START DOCUMENT PASSAGE
# FOR SALE, "Doryak" 9' Single Person Dory $8000



## raindogboatworks (Jan 10, 2022)

I'm selling a 9' long "Doryak!" This boat is crazy fun! Based on Brad Dimock's design. This one was built at Raindog Boatworks in Gunnison, CO. Handles the full range of whitewater, from big water waves to tight and rocky low water lines. More durable than the full sized Grand Canyon dories due to it only weighing 240lbs. 4 hatches provide ample storage for overnight trips. Flat deck for a comfy night of sleep. 
-Meranti Plywood
-Port Orford Cedar framing
-Fiberglassed floor
-Electric bilge pump
-Removable foam seat folds into footwell for a flat sleeping area
-Uses 7.5 or 8 foot oars.


----------



## MNichols (Nov 20, 2015)

Sweet little boat. 

Did you loft it off Brad's table of offsets, or on your own ? How tall are you, asking as it appears that the oars hit your legs before they become parallel to the water. I have a 14 foot Canonita boat by Derald, I'm seriously thinking of selling her as I have issues getting the oars far enough out of the water. She's such a sweet boat, and perfect for Browns, Westwater and other smaller rivers (with water of course) . 

When Brad was out here we looked at making it a standing footwell, but it was a really work intensive modification, and one would have to put in a electric bailing system, which was changing the boat from Derald's design more than I wanted to deviate. It's a perfect boat all on it's own as it is, I'm just bordering on being too big for it. 

Question, Did you put in a chine log? I can't really tell from the photos, is the fourth hatch under the seat?


----------



## raindogboatworks (Jan 10, 2022)

MNichols said:


> Sweet little boat.
END DOCUMENT PASSAGE
Please write out, word for word, the stretch of the Doryak sale thread from "-Meranti Plywood" through "8 foot oars.". The rows after this have nothing to do with the Doryak sale thread.
START EXTRACTED ENTRIES
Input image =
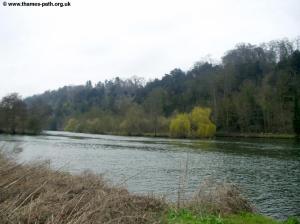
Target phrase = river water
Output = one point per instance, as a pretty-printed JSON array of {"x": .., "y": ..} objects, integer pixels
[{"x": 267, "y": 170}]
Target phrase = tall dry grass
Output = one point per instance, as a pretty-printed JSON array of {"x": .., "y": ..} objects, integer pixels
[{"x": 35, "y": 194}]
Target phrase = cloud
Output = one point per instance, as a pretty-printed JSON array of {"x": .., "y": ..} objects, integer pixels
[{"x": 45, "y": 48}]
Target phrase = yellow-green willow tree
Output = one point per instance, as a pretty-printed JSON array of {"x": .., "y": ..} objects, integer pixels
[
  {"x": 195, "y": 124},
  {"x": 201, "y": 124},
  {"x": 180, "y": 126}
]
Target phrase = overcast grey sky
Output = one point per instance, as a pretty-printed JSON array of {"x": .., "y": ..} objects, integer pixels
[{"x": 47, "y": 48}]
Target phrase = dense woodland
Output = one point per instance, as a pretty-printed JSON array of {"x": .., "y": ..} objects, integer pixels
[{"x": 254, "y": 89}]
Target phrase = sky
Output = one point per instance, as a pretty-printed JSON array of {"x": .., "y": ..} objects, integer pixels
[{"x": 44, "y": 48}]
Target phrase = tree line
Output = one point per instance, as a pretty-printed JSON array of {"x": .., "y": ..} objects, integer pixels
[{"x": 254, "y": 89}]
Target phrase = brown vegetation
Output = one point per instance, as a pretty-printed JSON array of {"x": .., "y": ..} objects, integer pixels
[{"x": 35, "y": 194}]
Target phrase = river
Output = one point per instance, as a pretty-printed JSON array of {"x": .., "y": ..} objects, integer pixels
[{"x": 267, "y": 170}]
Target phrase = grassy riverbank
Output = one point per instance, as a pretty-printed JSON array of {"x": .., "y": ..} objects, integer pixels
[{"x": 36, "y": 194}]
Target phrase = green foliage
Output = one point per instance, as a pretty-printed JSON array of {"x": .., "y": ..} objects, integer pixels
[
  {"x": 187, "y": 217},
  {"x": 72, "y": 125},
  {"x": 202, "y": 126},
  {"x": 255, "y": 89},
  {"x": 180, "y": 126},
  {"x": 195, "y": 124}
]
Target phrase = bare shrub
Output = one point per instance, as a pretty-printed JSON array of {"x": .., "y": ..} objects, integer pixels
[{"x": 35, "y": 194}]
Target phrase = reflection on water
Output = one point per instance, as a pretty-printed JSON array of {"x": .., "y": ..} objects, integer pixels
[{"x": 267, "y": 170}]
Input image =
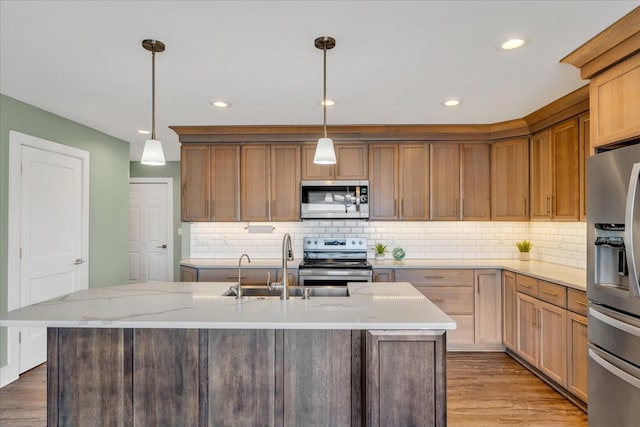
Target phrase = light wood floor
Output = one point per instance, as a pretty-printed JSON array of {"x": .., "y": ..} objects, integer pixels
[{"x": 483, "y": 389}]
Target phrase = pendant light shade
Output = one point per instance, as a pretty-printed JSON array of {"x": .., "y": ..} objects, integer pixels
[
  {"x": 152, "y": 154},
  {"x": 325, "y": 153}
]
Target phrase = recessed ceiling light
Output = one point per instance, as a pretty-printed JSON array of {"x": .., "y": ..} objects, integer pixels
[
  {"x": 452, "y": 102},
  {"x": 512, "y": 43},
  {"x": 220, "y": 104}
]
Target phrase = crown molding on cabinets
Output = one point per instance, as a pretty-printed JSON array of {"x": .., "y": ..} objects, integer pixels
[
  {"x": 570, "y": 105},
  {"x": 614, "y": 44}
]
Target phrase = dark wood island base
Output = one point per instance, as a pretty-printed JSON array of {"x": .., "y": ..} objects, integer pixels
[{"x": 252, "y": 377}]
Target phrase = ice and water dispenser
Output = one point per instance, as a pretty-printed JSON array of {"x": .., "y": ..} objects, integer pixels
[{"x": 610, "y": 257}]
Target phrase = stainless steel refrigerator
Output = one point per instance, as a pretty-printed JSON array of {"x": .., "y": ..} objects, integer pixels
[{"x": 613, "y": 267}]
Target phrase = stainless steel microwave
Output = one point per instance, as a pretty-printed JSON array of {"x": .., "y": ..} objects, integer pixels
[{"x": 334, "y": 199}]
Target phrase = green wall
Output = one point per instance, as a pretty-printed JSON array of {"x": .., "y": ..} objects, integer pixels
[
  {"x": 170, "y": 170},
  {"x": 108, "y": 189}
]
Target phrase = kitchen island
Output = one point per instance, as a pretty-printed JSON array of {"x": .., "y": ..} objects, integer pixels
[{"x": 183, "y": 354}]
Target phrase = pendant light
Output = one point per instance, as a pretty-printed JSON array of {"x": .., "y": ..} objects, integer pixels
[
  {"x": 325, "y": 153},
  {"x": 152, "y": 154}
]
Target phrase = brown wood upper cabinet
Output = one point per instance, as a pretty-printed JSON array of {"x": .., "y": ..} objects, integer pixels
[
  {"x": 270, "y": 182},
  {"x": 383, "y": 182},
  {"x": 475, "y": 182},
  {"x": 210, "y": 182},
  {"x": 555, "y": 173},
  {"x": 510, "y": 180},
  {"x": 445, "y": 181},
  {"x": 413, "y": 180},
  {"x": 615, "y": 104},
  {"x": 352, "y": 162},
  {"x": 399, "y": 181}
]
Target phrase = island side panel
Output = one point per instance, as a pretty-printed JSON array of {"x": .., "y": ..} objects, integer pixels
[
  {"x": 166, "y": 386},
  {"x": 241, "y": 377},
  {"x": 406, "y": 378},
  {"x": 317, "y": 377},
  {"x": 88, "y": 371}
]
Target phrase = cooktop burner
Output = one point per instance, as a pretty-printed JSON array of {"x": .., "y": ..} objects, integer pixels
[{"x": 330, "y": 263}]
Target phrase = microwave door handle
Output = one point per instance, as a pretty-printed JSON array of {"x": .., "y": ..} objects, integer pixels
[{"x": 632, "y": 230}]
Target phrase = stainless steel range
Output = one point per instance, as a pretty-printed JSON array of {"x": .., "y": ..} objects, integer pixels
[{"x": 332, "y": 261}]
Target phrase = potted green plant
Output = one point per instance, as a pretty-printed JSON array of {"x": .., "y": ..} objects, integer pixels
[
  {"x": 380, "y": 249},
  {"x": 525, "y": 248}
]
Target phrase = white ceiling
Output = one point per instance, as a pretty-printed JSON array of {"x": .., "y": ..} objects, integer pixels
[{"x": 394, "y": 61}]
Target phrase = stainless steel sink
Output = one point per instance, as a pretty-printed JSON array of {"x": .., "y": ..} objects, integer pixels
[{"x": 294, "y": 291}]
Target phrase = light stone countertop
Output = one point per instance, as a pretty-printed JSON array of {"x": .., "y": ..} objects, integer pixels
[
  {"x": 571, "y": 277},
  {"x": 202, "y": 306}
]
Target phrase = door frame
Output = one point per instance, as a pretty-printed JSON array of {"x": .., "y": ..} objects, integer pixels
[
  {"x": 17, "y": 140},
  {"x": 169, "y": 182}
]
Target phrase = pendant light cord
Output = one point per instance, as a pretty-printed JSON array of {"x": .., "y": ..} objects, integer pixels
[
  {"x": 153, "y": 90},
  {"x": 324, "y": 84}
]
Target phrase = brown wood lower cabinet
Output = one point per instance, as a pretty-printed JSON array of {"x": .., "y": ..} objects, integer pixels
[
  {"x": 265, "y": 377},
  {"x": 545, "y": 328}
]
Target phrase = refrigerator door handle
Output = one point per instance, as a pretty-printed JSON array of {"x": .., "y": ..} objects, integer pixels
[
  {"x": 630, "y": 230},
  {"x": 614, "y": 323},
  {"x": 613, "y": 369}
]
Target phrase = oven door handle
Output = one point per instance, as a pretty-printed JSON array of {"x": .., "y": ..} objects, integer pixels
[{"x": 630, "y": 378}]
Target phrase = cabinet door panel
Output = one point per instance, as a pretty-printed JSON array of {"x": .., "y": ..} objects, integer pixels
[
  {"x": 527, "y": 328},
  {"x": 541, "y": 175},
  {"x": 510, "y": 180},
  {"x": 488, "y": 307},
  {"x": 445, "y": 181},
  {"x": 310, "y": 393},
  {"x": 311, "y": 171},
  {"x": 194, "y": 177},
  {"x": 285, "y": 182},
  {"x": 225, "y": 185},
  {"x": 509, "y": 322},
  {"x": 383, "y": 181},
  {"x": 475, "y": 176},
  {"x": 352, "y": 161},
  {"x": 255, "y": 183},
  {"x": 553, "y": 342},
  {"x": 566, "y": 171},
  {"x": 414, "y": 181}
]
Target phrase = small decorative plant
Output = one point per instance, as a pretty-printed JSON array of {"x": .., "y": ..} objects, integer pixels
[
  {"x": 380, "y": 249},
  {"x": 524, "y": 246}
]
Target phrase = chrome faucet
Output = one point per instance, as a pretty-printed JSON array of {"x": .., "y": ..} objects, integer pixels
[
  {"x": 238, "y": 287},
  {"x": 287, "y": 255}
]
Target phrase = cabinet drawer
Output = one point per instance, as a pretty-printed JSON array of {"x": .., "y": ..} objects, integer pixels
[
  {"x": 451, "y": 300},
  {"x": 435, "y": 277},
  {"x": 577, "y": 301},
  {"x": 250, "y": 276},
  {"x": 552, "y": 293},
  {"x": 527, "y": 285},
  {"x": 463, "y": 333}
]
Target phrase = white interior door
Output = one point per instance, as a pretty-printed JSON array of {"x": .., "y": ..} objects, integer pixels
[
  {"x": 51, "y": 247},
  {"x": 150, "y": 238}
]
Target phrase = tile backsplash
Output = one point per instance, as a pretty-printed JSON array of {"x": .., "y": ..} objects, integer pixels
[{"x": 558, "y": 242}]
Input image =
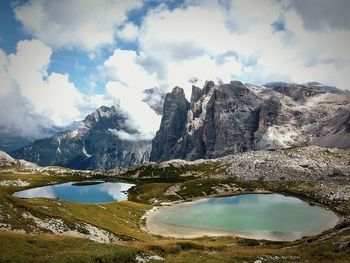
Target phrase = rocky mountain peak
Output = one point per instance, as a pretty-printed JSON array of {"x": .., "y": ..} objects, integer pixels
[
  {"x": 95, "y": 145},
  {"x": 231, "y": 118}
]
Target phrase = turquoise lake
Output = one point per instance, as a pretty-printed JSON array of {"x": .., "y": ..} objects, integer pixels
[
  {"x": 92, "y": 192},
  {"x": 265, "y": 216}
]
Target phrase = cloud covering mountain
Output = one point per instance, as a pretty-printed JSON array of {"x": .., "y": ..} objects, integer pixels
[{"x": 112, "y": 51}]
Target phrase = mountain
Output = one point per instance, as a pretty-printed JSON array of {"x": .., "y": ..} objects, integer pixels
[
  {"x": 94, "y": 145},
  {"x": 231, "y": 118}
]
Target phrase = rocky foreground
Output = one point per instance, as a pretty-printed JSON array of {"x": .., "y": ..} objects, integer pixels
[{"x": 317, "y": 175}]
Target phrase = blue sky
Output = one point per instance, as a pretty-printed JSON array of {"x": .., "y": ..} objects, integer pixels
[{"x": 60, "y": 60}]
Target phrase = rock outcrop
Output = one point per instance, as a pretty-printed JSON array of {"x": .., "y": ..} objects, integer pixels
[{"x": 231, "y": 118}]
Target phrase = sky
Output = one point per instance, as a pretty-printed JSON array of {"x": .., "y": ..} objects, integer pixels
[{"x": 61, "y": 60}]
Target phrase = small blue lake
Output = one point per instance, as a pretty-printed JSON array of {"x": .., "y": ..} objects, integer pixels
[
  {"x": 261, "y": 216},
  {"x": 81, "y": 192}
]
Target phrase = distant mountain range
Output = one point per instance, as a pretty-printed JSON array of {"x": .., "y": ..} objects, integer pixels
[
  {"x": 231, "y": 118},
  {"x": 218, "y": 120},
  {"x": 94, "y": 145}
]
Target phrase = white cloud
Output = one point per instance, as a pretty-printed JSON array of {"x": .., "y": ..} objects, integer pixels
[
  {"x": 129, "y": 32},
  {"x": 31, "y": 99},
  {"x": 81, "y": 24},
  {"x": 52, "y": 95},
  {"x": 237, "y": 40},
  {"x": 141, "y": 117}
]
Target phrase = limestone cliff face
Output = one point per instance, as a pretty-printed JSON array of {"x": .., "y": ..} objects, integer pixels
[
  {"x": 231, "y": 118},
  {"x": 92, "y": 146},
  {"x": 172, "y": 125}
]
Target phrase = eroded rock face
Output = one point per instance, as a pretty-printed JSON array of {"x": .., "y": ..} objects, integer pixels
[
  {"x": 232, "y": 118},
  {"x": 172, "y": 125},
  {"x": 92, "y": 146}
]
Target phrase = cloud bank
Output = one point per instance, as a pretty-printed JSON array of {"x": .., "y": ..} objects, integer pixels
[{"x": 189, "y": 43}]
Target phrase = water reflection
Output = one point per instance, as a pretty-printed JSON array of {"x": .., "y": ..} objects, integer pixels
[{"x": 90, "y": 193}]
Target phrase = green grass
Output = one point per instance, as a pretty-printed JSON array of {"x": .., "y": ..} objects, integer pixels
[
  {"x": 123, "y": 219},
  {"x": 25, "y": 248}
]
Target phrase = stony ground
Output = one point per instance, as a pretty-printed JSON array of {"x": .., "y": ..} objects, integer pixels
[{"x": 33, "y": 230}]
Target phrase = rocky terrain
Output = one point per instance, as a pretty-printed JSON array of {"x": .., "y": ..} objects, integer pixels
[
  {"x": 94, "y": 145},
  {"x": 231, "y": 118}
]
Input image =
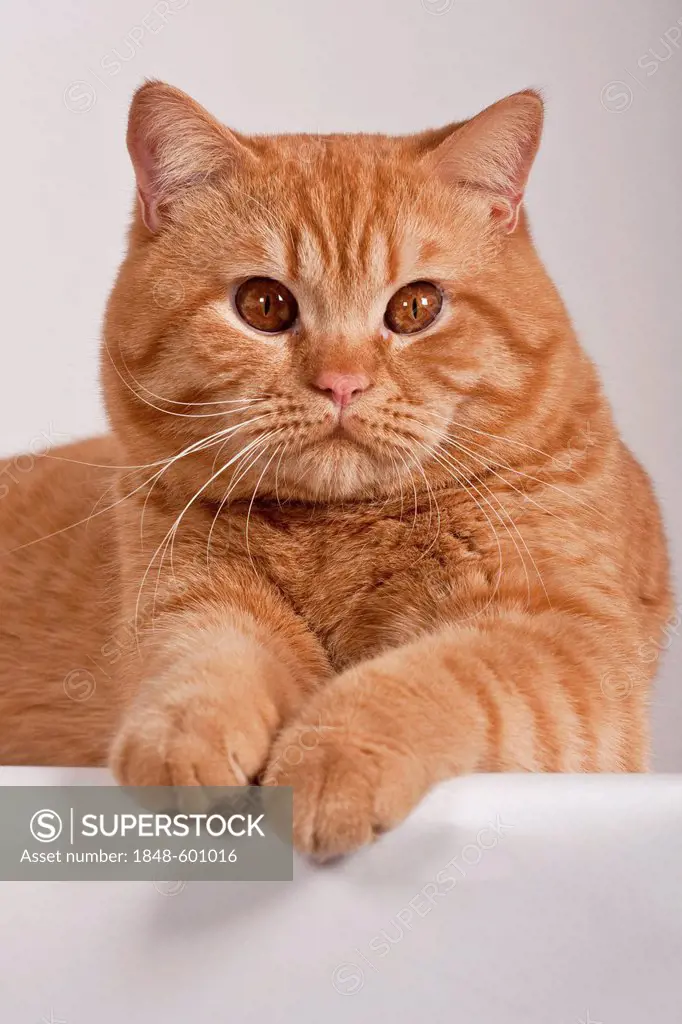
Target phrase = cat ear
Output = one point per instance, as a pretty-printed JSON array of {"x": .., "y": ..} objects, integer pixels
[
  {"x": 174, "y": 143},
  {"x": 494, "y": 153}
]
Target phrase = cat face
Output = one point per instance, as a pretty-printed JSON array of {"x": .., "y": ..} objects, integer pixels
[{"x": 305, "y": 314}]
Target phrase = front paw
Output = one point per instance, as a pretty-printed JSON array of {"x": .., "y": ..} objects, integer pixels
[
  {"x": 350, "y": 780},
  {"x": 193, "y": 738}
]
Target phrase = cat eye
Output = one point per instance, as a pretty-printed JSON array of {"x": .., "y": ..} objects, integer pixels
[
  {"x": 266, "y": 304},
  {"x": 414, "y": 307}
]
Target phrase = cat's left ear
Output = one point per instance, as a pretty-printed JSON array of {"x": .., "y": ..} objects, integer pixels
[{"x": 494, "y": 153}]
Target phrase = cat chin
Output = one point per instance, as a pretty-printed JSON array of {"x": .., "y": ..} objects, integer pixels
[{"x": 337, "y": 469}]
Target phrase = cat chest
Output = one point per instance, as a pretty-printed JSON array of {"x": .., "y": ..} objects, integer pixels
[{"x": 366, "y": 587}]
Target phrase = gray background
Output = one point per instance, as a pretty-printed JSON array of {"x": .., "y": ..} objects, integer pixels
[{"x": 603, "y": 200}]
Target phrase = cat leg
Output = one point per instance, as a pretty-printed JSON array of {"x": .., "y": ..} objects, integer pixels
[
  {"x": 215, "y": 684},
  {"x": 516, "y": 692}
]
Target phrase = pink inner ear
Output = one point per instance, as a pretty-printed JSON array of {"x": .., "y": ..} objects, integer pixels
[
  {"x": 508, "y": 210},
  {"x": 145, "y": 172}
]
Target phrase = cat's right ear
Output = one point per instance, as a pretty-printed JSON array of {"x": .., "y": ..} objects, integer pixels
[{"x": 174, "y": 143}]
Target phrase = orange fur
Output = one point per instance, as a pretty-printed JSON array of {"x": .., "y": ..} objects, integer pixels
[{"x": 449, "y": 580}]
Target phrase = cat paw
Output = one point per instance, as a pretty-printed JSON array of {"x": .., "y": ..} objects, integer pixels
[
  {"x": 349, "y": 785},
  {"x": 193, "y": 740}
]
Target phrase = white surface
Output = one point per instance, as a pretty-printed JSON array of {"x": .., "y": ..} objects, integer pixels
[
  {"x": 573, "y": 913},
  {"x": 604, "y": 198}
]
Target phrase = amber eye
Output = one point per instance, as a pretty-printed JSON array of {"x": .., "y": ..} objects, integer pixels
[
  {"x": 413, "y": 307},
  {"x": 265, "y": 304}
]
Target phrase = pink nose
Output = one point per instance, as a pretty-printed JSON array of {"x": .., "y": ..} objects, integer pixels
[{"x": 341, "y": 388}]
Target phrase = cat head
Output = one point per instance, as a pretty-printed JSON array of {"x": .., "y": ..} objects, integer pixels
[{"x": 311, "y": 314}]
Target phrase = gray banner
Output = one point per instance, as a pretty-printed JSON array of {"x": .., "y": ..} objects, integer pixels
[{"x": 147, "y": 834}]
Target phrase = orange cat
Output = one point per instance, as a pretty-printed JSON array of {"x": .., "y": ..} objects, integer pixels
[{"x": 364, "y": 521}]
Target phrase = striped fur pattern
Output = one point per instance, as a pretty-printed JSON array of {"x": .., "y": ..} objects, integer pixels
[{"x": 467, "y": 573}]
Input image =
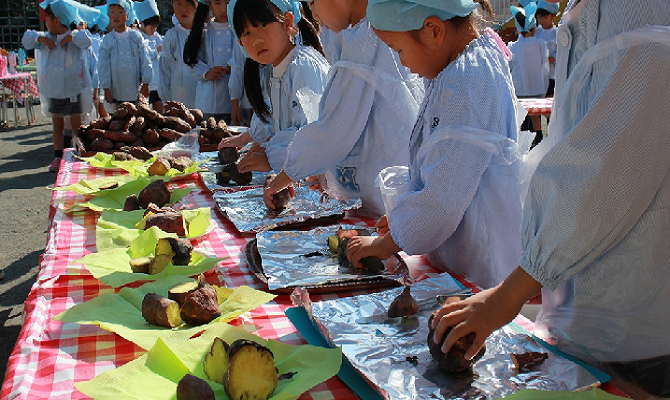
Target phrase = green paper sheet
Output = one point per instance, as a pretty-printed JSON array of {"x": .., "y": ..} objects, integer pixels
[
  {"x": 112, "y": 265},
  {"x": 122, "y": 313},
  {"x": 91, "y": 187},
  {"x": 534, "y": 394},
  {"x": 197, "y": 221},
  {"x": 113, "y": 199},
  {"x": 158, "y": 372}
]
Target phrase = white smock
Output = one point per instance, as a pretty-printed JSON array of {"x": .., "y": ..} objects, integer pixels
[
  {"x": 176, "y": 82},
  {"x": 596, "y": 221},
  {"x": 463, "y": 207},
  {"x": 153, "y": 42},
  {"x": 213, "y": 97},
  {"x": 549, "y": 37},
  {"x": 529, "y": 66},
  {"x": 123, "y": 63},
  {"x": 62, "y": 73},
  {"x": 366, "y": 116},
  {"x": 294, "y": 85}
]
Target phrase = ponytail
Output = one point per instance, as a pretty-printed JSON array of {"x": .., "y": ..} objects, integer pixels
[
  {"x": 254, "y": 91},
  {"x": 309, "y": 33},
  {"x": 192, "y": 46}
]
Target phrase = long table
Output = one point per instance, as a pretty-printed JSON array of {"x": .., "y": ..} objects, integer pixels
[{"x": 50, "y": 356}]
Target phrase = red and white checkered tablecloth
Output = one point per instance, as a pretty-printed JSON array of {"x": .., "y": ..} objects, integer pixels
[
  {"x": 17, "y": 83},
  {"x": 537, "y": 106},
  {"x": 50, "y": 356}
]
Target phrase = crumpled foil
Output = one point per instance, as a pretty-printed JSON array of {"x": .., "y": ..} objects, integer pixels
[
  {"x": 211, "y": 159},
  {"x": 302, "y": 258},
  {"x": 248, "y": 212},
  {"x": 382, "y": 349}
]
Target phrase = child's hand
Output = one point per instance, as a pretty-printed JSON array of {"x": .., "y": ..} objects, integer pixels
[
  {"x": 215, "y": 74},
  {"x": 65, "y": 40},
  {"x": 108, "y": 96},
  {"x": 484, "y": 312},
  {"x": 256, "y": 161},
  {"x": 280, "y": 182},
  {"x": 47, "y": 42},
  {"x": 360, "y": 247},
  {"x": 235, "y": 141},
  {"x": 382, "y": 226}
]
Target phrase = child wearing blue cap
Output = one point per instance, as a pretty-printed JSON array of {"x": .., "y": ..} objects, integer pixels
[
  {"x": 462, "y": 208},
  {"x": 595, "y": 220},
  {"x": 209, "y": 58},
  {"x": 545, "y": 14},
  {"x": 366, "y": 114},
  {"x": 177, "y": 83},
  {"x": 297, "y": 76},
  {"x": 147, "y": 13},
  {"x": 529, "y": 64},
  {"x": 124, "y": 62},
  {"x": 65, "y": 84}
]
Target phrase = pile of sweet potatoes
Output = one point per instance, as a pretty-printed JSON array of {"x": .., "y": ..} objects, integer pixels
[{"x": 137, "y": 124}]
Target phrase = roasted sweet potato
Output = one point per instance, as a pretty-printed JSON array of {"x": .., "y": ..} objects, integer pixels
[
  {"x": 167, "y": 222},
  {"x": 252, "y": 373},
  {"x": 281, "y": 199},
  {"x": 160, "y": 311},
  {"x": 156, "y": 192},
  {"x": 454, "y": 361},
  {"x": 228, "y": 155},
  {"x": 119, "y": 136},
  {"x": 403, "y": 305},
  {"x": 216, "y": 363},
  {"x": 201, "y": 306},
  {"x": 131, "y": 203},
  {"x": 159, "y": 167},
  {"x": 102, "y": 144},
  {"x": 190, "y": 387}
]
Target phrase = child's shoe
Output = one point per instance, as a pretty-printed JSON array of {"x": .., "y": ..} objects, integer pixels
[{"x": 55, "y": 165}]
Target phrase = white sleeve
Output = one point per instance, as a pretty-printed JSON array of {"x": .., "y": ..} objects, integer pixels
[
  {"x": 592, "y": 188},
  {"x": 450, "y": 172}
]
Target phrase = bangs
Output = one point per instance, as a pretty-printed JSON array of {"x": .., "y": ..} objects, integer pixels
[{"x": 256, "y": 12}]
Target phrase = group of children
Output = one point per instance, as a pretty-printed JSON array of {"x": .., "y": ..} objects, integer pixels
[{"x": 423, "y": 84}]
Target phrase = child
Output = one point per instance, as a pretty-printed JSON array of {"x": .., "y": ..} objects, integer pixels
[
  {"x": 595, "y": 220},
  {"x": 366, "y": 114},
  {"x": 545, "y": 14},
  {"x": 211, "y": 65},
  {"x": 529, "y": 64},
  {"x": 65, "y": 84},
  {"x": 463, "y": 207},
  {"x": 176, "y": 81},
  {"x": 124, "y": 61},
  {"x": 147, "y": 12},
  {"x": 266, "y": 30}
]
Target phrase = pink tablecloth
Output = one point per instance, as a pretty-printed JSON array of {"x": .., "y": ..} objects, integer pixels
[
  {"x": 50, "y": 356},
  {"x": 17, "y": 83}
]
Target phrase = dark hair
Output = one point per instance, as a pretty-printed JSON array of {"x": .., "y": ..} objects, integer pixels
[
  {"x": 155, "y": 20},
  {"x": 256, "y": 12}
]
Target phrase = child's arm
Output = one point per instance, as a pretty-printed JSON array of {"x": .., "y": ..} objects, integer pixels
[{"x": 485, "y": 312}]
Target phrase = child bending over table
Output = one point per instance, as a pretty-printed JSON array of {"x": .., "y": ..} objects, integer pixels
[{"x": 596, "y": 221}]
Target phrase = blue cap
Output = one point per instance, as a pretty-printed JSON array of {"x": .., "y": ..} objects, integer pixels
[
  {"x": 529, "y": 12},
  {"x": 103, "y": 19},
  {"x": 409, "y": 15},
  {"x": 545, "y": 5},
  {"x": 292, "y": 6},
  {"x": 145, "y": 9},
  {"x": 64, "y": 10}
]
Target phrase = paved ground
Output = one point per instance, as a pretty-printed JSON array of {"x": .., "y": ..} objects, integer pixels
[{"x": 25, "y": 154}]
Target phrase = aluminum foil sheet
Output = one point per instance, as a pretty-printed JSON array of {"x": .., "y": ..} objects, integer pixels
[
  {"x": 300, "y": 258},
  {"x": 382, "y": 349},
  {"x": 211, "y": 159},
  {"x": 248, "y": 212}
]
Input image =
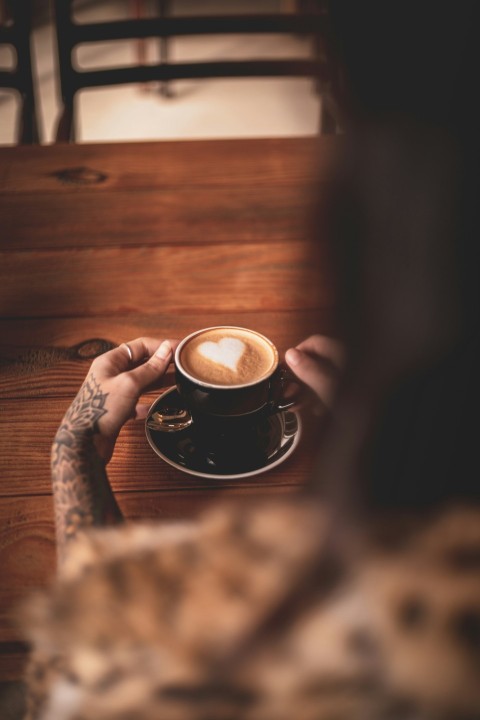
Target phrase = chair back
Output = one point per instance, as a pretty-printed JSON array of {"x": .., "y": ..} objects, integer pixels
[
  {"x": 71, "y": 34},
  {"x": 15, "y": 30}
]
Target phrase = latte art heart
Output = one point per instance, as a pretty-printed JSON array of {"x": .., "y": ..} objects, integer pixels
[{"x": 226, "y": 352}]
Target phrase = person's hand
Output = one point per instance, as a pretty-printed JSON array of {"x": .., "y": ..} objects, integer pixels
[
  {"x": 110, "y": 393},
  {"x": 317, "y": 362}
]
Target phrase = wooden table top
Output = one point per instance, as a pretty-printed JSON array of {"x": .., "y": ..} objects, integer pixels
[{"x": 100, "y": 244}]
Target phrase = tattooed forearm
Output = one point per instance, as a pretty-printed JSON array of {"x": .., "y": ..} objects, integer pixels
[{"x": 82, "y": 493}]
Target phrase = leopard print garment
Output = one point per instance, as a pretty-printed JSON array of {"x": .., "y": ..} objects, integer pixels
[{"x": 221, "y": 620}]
END EXTRACTED ENTRIES
**FULL RESPONSE**
-Meranti Plywood
-Port Orford Cedar framing
-Fiberglassed floor
-Electric bilge pump
-Removable foam seat folds into footwell for a flat sleeping area
-Uses 7.5 or 8 foot oars.